Getting a driver's license involves a series of tests. Tests include written and practical exams. The first step is to read and understand state rules regarding driving and road safety before doing the actual driving test. In some cases, in fact, it takes months before you buckle up your seat as a student driver. Reading and practicing may be boring but they are necessary. Take a look at these important materials and resources to get you started:
1. Driver's License Manual or Review Booklet - Yes, it's still better to read the manual first. Consider this as your all-important book to beat the theory test, driving theory and the learner's test. Get one from your local driving bureau or you could search online. Most of the sites may provide them for free. Just type in what state you belong to and the search engines will do the rest for you.
2. Review, Learn and Play - One method to retain all that information you read from those books is to do practice questions. The other is to have fun while doing it. Ace your written tests and practical test by enjoying these freebies and "payware" online:
- driverexams.com - Pay $20 and get state-customized exams from California, Georgia, Florida, Illinois, Michigan, New Jersey, New York, North Carolina, Ohio, Pennsylvania, Virginia, and Texas.
- testquestionsandanswers.com - This site provides practice tests for driving license, whether for a motorcycle, a car, etc. What's good about this is it features 50 states! Take note: You need registration and a handy credit card. Test Questions and Answers guarantees money back if you're not satisfied.
━━━━━━━━━━━━━━━━━━━━━━━━━━━━━━
**WORK INSTRUCTIONS**
Copy the driver's license text from "- testquestionsandanswers.com - This" to "you're not satisfied.", changing "credit card" to "debit card".

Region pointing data
━━━━━━━━━━━━━━━━━━━━━━━━━━━━━━
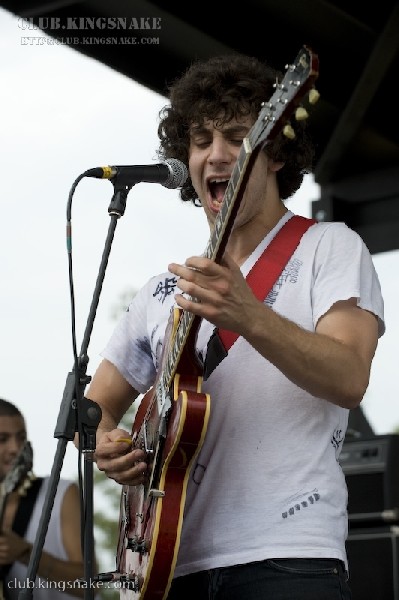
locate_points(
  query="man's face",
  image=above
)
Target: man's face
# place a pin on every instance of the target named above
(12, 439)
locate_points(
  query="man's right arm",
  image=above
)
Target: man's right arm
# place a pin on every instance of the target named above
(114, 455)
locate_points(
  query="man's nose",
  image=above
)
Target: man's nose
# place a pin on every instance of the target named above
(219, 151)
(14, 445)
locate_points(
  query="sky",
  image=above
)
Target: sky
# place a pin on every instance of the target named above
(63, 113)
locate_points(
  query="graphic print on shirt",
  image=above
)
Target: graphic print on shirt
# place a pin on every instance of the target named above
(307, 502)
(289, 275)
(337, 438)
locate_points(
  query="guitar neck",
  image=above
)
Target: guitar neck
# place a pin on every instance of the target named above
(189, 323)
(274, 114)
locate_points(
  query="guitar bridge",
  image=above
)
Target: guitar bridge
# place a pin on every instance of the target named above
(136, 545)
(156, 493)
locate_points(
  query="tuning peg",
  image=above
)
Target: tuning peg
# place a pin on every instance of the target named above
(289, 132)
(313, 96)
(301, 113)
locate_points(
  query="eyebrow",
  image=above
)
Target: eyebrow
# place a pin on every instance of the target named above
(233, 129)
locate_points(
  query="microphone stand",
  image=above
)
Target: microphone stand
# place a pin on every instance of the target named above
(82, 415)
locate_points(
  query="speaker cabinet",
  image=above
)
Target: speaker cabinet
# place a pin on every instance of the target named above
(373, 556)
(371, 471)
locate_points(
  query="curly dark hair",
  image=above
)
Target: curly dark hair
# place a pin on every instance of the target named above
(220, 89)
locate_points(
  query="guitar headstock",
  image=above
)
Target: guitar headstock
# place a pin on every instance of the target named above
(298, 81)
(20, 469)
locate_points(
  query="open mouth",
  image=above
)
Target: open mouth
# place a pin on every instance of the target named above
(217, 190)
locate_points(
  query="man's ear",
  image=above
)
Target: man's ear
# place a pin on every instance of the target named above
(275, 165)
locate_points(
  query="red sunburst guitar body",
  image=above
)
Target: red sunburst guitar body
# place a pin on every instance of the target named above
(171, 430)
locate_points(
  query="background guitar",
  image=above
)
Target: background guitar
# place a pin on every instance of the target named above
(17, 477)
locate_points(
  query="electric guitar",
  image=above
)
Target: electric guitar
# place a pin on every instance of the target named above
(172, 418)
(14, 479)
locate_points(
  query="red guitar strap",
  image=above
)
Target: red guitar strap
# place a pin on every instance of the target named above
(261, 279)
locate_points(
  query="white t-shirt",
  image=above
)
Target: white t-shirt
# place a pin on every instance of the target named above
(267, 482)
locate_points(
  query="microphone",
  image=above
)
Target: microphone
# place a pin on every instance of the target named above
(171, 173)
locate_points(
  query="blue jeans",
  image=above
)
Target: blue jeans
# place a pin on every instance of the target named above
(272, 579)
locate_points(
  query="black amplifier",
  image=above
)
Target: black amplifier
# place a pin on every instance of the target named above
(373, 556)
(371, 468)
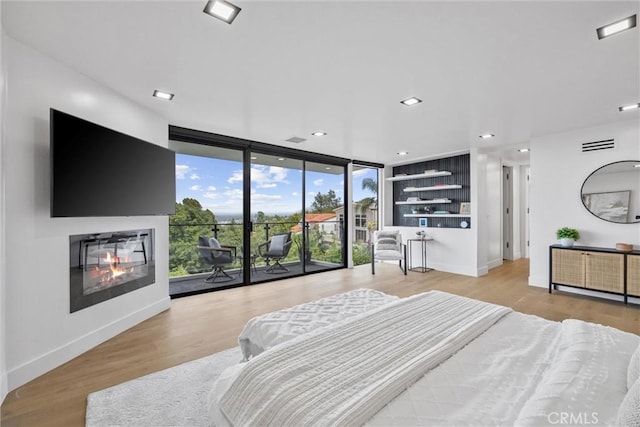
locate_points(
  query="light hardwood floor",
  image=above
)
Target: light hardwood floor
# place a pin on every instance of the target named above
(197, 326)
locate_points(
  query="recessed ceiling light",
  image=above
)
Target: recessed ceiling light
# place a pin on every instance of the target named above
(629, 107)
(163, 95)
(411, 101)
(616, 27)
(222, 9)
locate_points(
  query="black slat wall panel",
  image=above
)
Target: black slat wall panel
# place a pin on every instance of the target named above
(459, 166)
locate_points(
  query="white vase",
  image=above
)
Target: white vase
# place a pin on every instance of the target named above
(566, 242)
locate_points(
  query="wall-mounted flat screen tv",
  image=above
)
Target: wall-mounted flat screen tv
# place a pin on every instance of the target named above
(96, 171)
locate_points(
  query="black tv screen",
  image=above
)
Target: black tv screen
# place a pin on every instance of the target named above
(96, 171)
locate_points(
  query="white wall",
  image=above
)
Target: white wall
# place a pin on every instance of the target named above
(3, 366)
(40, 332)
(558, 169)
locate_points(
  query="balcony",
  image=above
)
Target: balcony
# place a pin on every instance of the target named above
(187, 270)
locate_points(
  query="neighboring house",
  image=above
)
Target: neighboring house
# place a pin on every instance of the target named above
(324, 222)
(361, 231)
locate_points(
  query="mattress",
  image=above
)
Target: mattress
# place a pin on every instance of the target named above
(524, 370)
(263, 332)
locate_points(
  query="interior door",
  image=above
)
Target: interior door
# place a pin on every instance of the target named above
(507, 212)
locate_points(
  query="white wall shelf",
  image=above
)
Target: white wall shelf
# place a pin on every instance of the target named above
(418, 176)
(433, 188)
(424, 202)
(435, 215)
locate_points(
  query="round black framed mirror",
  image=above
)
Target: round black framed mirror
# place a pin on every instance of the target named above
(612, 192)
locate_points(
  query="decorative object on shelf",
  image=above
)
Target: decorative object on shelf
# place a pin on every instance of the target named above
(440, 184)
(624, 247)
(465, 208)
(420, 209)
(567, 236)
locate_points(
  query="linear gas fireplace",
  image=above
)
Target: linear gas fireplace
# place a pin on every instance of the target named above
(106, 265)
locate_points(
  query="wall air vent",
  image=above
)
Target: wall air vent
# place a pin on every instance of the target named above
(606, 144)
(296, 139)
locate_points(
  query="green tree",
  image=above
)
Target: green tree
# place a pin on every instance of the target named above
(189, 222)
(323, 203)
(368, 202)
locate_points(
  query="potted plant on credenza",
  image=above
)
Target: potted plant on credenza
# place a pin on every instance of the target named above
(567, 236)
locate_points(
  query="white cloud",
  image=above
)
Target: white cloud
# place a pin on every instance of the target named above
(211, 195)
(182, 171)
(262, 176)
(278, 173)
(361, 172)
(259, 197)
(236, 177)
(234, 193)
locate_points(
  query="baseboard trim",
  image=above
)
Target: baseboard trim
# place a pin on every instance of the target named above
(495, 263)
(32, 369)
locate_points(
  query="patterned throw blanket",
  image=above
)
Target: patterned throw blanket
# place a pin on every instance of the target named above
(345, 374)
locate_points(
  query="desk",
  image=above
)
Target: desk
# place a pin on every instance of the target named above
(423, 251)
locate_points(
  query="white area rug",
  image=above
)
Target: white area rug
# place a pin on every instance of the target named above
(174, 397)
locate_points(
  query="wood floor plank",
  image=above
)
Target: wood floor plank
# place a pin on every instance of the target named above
━━━━━━━━━━━━━━━━━━━━━━━━━━━━━━
**RESPONSE**
- testquestionsandanswers.com - This site provides practice tests for driving license, whether for a motorcycle, a car, etc. What's good about this is it features 50 states! Take note: You need registration and a handy debit card. Test Questions and Answers guarantees money back if you're not satisfied.